Listed entries:
══════════════════════════════

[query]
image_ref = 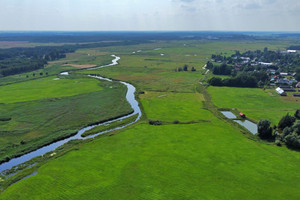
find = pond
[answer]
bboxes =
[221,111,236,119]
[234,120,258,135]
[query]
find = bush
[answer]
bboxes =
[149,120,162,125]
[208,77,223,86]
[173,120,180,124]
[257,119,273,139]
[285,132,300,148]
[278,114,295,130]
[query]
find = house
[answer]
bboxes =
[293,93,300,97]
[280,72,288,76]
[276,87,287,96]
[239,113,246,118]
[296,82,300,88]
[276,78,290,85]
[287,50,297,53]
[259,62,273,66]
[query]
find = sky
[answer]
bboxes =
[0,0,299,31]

══════════════════════════════

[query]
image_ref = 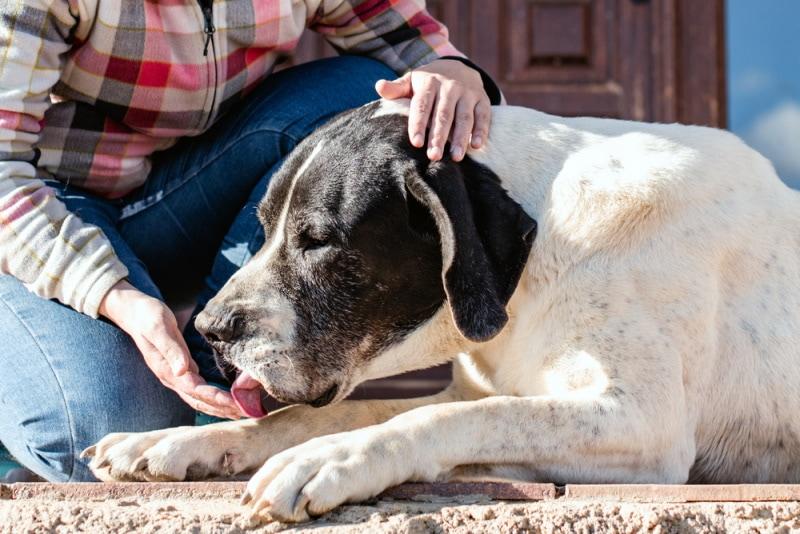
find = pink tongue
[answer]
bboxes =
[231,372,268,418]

══════════════════════════════

In the listing above, how many of the lines include "find"? Give only the figure.

The completed task: 5